* BEGIN EXTRACTED MATERIAL *
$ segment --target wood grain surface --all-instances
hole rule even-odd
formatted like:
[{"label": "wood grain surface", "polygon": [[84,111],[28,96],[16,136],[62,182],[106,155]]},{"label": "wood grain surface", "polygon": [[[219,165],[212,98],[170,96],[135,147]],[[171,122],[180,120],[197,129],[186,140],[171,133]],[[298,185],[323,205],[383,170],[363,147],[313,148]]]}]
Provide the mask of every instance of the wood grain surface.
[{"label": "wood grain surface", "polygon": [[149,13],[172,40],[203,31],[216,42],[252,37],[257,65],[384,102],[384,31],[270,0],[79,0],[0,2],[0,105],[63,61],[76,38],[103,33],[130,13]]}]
* END EXTRACTED MATERIAL *
● **STATED TASK**: Can you update the lines above by replacing "even-odd" with "nonzero" and leaving everything else as it is?

● **TASK RESULT**:
$ segment --target wood grain surface --all-instances
hole rule nonzero
formatted like:
[{"label": "wood grain surface", "polygon": [[84,111],[28,96],[16,136],[62,182],[106,155]]},{"label": "wood grain surface", "polygon": [[[219,165],[212,98],[170,96],[135,147]],[[171,122],[180,120],[197,129],[186,140],[171,133]],[[298,185],[323,205],[383,170],[363,147],[313,148]]]}]
Provide the mask of every instance of the wood grain surface.
[{"label": "wood grain surface", "polygon": [[149,13],[172,40],[203,31],[216,42],[252,37],[257,65],[384,102],[384,31],[270,0],[79,0],[0,2],[0,105],[63,61],[76,38],[103,33],[130,13]]}]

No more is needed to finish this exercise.